** Exercise requirements **
Which lines in the entries below contain the word "chrome"? Copy each of those lines, and treat uppercase and lowercase as different.

________________

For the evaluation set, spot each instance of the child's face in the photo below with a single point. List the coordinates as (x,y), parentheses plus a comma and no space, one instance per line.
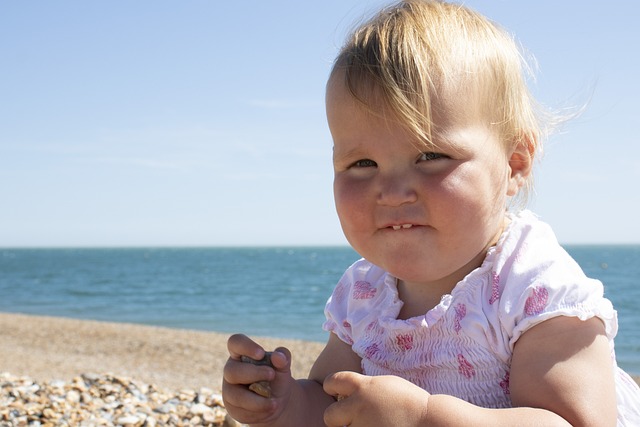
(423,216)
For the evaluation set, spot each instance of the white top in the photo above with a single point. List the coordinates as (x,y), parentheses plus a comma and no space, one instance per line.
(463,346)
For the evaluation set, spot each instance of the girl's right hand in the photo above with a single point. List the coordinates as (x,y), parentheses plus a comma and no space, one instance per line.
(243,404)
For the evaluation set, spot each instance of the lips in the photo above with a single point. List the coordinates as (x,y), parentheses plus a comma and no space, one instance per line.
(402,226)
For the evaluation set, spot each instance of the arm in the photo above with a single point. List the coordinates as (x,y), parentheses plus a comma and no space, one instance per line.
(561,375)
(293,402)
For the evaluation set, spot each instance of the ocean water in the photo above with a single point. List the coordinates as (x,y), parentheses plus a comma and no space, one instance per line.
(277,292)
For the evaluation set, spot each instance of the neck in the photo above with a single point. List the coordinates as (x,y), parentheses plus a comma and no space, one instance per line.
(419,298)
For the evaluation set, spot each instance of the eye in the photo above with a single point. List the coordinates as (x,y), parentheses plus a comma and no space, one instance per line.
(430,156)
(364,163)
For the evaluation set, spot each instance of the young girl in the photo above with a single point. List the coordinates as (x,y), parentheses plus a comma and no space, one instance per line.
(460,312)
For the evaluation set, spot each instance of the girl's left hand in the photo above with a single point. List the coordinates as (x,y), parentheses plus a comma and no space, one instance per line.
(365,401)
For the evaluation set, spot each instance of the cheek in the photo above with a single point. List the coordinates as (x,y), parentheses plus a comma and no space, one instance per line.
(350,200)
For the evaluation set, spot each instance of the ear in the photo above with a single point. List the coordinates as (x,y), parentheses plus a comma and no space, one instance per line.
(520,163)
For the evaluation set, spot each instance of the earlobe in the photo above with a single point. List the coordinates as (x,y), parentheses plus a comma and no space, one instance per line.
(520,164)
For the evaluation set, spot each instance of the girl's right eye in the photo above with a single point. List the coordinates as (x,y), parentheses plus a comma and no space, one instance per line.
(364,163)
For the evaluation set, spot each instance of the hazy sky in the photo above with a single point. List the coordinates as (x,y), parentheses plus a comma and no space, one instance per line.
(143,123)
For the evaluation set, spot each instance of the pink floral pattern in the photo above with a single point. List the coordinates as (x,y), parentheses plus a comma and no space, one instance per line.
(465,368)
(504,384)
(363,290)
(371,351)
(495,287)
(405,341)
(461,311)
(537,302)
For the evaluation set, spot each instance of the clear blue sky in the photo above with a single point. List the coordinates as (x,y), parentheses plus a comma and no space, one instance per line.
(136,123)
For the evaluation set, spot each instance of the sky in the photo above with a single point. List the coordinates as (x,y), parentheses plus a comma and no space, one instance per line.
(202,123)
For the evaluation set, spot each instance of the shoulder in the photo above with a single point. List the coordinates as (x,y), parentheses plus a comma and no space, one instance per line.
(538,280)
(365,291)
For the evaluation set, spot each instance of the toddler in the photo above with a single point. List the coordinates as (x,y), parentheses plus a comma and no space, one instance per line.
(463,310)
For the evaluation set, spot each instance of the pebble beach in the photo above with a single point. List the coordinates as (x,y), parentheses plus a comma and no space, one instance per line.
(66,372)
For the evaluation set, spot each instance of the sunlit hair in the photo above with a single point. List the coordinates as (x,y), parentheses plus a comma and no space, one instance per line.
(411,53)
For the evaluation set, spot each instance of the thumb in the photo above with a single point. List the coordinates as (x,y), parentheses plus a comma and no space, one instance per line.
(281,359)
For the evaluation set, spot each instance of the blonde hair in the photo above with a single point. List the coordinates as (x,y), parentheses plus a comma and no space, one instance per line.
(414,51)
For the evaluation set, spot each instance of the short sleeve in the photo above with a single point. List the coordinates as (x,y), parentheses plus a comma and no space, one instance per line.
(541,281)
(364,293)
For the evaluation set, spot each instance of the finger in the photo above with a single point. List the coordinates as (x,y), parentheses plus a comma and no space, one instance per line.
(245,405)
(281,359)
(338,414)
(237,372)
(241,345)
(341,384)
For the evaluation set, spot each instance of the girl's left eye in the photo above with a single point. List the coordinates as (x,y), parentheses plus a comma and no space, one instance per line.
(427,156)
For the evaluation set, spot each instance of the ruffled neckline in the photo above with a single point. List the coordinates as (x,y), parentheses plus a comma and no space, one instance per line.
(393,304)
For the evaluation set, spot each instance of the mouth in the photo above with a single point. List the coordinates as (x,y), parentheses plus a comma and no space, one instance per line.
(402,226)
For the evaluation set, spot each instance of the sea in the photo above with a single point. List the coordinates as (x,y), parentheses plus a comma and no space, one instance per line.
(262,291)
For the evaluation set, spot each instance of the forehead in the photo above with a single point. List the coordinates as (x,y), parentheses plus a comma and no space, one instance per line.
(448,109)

________________

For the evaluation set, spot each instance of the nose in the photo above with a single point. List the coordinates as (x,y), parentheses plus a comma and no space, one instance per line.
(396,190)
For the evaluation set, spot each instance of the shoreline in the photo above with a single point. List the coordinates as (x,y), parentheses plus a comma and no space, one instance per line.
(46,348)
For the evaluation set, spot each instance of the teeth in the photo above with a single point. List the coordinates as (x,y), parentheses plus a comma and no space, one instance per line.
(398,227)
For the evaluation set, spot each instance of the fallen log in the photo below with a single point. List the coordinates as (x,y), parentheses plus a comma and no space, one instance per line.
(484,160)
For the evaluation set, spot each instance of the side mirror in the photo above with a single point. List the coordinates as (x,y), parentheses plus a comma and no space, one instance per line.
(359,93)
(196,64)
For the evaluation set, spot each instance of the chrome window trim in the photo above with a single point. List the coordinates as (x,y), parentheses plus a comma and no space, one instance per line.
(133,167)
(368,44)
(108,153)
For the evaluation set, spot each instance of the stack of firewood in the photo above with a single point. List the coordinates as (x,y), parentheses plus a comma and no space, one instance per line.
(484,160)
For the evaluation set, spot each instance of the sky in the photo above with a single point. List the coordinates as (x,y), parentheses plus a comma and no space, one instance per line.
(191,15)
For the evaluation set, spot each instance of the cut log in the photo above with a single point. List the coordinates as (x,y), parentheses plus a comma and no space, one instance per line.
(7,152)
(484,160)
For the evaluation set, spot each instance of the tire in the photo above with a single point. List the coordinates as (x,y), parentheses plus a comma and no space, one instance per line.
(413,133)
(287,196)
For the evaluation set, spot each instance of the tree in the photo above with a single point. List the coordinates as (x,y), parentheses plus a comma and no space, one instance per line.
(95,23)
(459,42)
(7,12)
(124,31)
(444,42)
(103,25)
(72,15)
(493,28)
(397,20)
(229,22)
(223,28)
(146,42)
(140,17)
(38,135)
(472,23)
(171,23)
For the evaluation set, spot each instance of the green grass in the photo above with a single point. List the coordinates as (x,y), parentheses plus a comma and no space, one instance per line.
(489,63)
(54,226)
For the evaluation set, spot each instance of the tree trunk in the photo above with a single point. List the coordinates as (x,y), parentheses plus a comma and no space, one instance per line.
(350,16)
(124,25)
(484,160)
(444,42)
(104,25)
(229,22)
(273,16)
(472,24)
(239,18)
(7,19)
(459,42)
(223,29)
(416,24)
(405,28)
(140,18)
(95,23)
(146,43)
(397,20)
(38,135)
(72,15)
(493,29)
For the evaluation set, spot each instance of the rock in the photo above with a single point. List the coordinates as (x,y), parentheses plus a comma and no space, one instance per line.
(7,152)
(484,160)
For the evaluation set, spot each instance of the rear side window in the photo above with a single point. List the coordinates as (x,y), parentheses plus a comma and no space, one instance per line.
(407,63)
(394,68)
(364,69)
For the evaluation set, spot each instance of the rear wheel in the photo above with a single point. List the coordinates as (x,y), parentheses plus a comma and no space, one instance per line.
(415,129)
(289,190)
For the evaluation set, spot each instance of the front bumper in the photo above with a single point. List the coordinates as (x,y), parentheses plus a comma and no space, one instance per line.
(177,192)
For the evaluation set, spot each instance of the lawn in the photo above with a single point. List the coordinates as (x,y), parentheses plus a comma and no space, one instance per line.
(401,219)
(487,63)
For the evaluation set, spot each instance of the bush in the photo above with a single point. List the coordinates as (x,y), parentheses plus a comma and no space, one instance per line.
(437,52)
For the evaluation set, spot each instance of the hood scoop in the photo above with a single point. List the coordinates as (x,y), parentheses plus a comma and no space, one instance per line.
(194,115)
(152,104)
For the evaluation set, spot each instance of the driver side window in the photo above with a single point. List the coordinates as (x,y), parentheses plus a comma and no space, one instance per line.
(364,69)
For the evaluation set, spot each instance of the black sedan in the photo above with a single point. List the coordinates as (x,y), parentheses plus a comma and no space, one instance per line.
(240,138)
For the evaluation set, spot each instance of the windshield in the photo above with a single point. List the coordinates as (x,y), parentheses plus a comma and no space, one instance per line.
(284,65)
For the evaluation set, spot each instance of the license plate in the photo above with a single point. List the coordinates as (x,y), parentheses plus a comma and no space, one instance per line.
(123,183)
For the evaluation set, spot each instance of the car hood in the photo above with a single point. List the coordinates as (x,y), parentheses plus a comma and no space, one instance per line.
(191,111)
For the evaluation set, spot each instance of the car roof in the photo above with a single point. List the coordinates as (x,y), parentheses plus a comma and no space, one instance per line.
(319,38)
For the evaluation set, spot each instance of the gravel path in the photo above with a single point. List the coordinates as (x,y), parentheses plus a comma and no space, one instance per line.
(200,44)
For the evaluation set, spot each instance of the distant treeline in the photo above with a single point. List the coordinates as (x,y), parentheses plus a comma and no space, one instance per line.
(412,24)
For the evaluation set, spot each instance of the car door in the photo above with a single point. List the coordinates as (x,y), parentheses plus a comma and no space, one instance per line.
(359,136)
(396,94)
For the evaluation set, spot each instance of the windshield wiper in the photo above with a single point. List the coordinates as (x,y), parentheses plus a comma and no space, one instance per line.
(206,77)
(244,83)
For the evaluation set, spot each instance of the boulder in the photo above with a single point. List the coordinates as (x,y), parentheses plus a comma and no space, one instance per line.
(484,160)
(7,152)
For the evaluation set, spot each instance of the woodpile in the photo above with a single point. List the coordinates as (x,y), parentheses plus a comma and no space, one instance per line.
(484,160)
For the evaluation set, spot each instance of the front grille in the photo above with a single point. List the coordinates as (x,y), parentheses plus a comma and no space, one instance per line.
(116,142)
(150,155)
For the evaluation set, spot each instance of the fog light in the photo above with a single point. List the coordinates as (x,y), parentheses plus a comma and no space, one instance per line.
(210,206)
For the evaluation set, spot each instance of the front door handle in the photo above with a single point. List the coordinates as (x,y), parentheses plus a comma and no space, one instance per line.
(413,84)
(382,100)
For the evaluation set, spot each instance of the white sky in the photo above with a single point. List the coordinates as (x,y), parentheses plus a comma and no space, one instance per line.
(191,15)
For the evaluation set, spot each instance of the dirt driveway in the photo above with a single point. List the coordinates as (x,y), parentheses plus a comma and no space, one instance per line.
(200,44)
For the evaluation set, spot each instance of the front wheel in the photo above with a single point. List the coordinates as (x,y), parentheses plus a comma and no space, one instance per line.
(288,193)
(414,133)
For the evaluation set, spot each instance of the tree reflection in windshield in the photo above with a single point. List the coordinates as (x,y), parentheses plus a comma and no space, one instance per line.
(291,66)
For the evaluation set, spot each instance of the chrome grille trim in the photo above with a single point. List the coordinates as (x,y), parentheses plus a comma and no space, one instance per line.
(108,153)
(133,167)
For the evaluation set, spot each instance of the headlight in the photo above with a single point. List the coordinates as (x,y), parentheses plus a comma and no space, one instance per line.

________________

** Solution **
For the evaluation set, spot each instance of the chrome window trim in the photo above with a single point. List the coordinates as (x,y), parentheses plus a comma and no space, one instance per line.
For the evaluation set, spot each instance of the chrome grille trim in the photo above with a single point. List the coordinates as (x,y), parentheses plus a comma and no space, one instance per line.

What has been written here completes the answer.